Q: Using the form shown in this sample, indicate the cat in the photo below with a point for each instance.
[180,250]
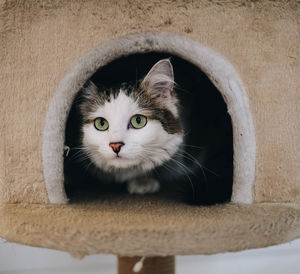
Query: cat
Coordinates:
[130,131]
[140,135]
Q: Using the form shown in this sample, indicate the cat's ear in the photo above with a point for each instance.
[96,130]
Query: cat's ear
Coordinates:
[160,79]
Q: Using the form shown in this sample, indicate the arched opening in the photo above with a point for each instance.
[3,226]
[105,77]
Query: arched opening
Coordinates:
[194,66]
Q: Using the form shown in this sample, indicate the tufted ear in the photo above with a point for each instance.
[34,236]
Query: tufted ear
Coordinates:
[160,79]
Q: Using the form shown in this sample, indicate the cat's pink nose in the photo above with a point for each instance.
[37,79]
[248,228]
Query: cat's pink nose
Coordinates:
[116,147]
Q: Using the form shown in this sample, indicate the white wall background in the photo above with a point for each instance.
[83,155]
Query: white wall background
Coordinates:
[281,259]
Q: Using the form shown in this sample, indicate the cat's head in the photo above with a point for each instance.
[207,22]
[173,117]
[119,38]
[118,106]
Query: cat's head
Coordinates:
[132,127]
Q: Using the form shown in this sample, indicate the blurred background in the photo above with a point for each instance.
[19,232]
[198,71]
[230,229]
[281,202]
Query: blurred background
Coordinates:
[285,258]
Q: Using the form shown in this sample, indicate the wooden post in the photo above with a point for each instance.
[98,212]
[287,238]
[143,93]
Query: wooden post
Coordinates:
[151,265]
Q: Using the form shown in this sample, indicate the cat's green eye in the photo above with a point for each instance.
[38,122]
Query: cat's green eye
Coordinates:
[138,121]
[101,124]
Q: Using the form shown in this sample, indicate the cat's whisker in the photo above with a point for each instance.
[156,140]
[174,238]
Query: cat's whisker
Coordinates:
[193,146]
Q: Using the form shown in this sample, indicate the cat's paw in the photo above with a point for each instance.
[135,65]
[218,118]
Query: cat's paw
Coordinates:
[142,186]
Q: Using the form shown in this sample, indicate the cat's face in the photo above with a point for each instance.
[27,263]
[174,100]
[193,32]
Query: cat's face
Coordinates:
[132,127]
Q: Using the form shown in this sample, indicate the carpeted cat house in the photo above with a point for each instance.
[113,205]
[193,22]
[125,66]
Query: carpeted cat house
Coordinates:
[249,51]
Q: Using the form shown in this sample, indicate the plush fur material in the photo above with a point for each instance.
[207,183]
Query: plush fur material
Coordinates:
[217,68]
[145,226]
[42,40]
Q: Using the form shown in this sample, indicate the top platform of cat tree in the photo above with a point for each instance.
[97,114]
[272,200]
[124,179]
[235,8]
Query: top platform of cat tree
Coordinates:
[136,225]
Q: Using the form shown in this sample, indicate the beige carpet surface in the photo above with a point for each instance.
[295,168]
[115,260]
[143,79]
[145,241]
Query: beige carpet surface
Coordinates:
[133,225]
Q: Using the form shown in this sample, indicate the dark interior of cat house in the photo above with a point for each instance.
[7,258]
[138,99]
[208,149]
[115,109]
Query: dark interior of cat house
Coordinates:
[207,156]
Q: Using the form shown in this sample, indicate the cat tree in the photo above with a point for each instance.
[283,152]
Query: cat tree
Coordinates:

## What the exercise asks
Work out how many lines contain the word "carpeted" in the records, and answer with the number only.

## Result of the exercise
2